Reproduce only the lines of the material from the line containing "The scan above contains the halter crownpiece" up to and including the line containing "[0,219,941,870]", substituting "piebald horse" for "black and white horse" and leaving everything else as it stands.

────────

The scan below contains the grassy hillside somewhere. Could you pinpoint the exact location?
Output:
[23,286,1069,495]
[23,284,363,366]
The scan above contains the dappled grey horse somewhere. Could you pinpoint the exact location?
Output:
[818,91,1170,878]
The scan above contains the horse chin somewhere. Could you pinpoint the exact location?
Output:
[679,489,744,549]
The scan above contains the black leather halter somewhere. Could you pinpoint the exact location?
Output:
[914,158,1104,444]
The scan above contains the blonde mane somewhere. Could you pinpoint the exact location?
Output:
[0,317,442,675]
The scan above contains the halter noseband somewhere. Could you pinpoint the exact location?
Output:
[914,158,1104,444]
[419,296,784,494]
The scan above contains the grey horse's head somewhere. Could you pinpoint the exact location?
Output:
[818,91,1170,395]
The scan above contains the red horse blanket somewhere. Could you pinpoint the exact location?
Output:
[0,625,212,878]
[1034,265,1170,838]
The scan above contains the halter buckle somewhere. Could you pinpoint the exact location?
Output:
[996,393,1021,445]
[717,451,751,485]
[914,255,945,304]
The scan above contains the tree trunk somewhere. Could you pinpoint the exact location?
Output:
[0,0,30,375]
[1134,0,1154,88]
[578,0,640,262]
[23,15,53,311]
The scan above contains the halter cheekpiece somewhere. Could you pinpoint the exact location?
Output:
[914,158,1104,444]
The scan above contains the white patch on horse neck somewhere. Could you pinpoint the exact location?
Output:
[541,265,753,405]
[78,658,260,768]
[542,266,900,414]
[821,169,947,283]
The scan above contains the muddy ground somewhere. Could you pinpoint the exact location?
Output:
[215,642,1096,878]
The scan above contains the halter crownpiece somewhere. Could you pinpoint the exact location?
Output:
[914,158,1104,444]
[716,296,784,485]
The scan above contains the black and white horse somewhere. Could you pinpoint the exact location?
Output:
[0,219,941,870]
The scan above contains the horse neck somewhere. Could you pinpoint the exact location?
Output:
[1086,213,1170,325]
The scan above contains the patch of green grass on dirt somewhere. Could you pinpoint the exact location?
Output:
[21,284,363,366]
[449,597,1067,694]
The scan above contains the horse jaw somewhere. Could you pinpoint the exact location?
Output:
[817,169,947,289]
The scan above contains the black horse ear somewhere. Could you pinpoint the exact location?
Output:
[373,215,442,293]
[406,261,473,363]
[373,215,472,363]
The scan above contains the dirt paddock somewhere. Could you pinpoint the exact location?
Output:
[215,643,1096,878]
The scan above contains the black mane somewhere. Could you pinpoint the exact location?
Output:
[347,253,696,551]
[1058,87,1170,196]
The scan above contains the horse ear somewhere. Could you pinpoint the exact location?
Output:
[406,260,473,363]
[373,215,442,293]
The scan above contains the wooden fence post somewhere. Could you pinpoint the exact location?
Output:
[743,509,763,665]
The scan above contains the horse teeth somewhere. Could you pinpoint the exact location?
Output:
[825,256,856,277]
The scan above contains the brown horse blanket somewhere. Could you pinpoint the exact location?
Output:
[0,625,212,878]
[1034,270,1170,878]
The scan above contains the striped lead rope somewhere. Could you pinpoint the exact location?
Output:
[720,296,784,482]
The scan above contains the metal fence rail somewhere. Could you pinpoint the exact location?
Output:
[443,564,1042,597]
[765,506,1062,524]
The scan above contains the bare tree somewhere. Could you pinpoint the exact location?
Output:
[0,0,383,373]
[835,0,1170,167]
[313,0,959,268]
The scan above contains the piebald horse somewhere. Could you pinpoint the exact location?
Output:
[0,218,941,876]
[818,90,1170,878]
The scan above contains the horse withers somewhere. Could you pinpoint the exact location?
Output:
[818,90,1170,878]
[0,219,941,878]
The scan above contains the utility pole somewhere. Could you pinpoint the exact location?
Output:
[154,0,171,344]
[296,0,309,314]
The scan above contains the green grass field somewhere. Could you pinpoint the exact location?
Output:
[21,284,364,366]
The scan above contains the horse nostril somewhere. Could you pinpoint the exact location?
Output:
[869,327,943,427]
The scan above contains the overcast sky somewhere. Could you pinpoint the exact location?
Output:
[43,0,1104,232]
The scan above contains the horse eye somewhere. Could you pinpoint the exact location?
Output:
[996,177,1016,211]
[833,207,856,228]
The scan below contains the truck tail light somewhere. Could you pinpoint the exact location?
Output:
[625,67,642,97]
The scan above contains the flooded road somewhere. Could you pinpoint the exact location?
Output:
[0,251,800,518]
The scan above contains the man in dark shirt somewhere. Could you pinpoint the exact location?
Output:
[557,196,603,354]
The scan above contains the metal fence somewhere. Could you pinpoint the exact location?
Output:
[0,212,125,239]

────────

EXERCISE SOLUTION:
The scan above contains the halter crownpiece somewhere. Could you pinpoint the exact location?
Output:
[914,158,1104,444]
[716,296,784,485]
The scan above contains the piebald horse somewhere. Could you pinpoint the exact location?
Output:
[0,219,941,870]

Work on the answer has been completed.